Exercise directions: Every line holding the string "surface" is to be copied from the entries below.

Listed entries Block Start

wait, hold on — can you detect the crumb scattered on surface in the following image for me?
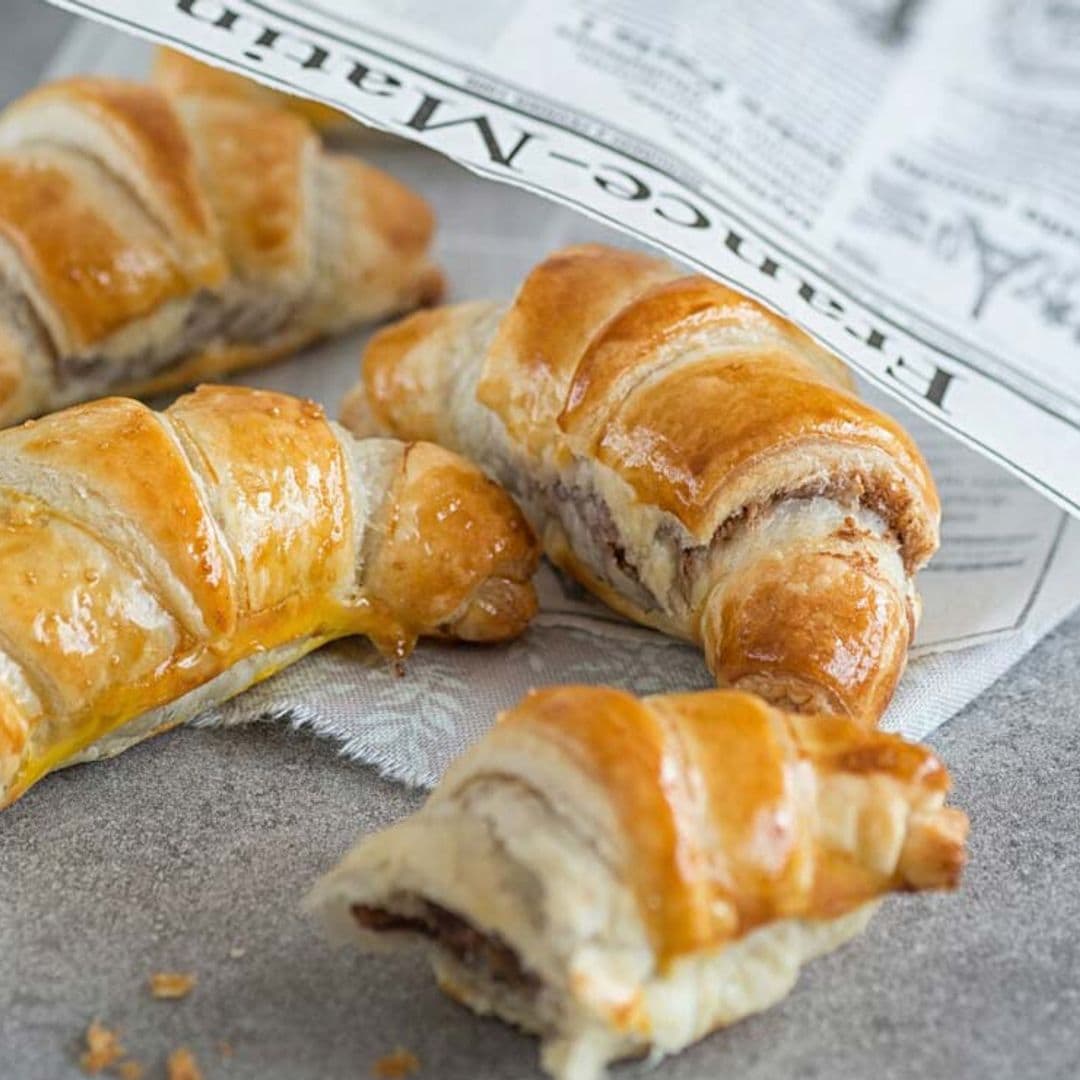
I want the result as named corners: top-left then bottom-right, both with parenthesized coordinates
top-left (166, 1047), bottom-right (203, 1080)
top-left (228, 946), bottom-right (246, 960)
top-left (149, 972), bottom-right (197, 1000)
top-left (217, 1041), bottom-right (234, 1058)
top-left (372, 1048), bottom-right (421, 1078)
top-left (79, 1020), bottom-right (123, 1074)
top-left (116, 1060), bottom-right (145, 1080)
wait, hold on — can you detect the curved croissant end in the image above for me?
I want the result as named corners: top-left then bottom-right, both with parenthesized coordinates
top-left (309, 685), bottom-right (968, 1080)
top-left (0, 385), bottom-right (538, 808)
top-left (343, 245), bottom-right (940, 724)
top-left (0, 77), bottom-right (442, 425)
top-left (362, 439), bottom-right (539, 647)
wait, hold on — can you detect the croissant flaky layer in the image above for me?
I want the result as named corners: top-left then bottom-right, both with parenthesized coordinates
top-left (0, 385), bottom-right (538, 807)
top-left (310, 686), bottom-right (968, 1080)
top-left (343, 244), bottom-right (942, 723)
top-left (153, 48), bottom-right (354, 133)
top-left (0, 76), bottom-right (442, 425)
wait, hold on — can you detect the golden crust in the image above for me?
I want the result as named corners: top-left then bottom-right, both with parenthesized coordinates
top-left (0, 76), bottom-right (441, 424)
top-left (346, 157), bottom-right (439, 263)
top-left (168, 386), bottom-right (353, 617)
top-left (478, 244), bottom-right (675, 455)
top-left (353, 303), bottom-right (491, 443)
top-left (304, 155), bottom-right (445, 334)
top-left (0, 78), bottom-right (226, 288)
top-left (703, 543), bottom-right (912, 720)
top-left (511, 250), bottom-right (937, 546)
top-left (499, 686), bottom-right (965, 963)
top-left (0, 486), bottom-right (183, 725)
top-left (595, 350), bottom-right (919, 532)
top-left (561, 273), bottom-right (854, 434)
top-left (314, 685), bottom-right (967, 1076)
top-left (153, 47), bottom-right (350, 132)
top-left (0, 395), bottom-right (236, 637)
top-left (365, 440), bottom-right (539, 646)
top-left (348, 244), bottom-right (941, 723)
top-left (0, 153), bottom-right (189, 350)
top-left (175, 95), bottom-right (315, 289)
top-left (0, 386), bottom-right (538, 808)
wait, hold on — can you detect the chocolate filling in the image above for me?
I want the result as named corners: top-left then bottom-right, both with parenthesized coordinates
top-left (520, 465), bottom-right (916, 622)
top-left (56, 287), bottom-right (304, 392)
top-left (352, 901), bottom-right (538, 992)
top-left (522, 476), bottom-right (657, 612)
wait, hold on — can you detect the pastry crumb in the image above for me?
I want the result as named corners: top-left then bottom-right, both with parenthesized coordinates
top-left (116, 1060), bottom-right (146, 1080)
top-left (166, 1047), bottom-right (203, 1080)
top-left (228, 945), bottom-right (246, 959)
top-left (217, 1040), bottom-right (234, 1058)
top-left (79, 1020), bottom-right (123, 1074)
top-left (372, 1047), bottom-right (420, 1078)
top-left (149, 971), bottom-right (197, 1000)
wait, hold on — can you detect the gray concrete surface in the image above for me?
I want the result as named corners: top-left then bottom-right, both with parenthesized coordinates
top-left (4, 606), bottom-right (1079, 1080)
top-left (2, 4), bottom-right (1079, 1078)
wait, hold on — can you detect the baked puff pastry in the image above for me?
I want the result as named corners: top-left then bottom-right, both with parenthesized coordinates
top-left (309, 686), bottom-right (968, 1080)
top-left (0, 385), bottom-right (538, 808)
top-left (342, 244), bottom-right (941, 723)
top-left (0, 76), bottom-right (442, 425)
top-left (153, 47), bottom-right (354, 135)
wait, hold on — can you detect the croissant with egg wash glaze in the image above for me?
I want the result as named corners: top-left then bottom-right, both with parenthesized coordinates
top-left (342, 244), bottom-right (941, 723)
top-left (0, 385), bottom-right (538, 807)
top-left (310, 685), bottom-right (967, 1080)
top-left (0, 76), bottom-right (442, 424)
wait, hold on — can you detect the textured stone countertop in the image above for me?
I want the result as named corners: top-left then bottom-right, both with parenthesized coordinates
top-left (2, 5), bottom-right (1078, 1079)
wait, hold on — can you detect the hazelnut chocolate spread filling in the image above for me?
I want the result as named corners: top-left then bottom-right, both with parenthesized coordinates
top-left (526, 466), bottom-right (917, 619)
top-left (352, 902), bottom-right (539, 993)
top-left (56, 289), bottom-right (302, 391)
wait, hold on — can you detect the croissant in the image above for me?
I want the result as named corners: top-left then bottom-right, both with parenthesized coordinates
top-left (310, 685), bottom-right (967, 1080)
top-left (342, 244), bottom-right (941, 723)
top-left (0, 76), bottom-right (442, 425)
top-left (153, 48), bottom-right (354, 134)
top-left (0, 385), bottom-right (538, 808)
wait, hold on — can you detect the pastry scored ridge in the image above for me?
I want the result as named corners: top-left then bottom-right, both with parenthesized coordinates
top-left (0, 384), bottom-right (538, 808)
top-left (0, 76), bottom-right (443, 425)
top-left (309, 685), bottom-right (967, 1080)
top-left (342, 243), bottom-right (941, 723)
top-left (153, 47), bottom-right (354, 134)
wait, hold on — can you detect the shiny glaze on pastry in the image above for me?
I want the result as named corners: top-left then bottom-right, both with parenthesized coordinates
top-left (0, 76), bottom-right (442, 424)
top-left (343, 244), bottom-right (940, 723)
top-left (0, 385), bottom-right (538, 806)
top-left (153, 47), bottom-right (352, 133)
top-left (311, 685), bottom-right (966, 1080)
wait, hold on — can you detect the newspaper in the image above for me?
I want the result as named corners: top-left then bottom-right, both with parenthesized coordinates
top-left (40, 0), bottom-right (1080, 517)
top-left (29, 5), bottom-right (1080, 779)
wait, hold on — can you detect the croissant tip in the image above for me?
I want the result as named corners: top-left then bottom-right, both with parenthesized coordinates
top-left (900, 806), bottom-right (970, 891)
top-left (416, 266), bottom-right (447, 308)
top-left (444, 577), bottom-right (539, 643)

Listed entries Block End
Listed entries Block Start

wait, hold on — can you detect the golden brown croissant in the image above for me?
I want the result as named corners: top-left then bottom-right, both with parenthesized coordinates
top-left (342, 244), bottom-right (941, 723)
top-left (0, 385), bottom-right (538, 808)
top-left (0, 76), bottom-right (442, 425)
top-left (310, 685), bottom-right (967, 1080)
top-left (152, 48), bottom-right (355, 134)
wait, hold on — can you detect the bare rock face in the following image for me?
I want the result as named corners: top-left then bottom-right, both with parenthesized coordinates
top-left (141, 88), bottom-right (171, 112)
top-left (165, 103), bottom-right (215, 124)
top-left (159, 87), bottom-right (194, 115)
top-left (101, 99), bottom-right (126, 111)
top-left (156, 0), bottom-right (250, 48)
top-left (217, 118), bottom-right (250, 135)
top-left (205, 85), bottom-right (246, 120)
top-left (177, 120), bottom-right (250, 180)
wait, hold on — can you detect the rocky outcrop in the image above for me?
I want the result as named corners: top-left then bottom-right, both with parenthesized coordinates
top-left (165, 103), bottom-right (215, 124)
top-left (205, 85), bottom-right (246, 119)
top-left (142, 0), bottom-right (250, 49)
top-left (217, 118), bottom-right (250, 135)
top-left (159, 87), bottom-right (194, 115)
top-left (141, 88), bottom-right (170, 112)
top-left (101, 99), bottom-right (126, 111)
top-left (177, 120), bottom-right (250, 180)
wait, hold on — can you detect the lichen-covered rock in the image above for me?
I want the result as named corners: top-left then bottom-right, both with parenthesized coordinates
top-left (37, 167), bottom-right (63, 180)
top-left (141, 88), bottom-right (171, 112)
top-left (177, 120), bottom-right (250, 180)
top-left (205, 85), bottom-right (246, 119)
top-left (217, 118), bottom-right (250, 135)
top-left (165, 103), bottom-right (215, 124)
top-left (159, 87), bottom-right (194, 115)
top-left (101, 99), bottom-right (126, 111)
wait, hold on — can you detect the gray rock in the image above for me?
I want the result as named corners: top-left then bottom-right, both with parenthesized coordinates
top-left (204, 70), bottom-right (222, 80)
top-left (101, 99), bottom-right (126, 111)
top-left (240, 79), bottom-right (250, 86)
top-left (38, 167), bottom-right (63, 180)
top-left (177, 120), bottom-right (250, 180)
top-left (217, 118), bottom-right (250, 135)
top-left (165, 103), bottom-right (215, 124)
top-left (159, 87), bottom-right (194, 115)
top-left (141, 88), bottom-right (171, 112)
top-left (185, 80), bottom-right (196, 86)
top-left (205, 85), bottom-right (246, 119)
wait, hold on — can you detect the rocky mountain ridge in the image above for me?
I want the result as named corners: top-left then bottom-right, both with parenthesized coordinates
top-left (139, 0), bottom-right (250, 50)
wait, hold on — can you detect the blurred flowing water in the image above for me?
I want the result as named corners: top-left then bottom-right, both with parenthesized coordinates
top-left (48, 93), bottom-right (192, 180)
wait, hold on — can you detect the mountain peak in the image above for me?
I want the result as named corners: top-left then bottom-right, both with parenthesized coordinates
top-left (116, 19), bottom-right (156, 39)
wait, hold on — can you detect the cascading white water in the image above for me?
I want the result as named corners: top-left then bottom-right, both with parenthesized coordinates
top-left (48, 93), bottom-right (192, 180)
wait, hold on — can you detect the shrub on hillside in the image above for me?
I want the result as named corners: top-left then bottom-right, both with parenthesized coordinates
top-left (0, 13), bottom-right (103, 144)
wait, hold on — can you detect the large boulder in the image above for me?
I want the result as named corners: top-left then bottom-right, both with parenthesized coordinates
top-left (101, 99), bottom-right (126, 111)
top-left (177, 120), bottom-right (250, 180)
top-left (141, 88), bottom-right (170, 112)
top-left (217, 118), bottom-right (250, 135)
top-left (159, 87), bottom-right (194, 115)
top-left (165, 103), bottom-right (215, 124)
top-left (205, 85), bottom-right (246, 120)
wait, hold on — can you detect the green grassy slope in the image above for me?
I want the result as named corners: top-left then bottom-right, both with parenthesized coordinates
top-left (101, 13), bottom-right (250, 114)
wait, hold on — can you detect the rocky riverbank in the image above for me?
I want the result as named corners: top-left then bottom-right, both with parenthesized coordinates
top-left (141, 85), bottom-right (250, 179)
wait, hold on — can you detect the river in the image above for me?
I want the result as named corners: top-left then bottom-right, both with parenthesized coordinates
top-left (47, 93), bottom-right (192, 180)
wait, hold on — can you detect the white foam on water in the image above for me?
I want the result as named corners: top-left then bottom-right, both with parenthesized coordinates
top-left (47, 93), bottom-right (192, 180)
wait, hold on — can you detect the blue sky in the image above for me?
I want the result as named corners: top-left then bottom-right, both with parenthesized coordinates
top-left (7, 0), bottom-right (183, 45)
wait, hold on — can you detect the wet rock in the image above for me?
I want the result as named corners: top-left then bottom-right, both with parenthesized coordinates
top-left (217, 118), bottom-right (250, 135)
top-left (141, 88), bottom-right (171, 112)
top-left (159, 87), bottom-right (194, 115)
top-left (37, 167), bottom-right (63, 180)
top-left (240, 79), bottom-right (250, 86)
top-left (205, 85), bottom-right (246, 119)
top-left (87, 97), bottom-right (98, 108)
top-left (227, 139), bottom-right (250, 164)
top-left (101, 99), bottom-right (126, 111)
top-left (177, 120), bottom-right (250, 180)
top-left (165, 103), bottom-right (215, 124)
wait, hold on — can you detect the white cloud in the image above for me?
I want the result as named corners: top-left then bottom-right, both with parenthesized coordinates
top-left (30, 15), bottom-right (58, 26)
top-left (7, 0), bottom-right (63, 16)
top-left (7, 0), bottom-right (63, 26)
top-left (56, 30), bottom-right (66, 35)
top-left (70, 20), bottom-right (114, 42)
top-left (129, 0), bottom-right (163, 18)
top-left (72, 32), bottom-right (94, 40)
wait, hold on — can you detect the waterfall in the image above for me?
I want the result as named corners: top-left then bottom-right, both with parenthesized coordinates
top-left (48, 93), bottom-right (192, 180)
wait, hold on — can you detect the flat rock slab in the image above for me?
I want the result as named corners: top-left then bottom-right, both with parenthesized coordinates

Listed entries Block End
Listed entries Block Start

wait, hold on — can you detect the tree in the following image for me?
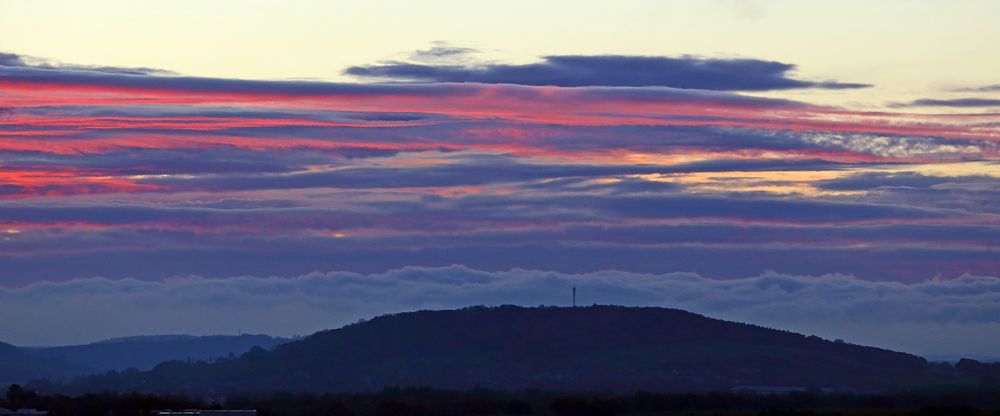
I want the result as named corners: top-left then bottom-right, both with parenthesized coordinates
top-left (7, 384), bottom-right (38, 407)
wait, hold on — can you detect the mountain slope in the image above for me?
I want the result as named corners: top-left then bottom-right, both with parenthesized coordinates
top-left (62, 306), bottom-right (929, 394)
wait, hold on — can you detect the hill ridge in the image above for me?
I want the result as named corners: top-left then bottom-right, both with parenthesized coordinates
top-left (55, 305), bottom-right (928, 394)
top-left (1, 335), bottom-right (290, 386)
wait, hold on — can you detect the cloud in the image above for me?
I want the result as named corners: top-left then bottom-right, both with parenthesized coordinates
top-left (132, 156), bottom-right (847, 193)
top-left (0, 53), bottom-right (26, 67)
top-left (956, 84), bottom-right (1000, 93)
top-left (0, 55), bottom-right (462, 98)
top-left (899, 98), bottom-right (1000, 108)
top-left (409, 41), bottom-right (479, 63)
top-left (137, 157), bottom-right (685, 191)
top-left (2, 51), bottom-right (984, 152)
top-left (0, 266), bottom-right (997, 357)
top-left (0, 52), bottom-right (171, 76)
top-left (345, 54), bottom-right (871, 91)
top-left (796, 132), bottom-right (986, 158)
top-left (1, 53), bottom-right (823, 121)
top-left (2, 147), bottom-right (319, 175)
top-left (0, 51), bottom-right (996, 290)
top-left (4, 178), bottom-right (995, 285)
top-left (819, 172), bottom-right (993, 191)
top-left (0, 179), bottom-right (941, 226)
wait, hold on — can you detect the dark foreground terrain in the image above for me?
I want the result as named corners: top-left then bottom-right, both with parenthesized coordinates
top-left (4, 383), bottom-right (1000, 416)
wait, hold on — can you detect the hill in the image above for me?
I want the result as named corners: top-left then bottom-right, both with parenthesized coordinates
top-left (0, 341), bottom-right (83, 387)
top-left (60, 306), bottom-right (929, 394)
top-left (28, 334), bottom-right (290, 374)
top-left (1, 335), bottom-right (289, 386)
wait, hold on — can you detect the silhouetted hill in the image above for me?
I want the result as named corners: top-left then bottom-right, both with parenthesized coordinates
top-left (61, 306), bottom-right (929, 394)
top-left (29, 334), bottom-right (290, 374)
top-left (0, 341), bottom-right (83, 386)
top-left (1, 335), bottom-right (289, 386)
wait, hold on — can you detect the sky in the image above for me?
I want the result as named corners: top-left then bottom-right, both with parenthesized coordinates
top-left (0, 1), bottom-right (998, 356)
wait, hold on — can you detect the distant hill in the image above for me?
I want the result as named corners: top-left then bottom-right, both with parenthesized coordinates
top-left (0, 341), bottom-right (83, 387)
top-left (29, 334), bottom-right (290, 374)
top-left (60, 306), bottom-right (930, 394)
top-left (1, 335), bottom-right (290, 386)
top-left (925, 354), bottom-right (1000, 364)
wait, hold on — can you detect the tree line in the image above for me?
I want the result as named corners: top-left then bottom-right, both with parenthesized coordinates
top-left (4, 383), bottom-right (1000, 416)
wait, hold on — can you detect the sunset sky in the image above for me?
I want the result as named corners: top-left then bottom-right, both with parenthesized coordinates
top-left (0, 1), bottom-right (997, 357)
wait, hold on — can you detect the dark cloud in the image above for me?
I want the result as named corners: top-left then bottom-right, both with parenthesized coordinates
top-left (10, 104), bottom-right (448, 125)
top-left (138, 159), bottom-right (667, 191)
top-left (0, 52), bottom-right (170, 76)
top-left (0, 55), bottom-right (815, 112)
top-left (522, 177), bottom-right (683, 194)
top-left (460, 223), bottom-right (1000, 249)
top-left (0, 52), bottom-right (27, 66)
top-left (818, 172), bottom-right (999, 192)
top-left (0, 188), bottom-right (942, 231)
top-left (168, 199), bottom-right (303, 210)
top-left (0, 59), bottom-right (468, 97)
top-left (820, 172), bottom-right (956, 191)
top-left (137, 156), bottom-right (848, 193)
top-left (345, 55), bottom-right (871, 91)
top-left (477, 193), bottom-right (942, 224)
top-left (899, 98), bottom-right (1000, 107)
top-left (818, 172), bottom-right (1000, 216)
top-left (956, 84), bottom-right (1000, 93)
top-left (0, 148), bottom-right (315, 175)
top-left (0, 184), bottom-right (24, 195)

Listed entries Block End

Answer to this exercise:
wait, hold on — can you detect the crumb scattered on surface in the following image for me?
wait, hold on — can you detect the gray concrete surface in the image above for me?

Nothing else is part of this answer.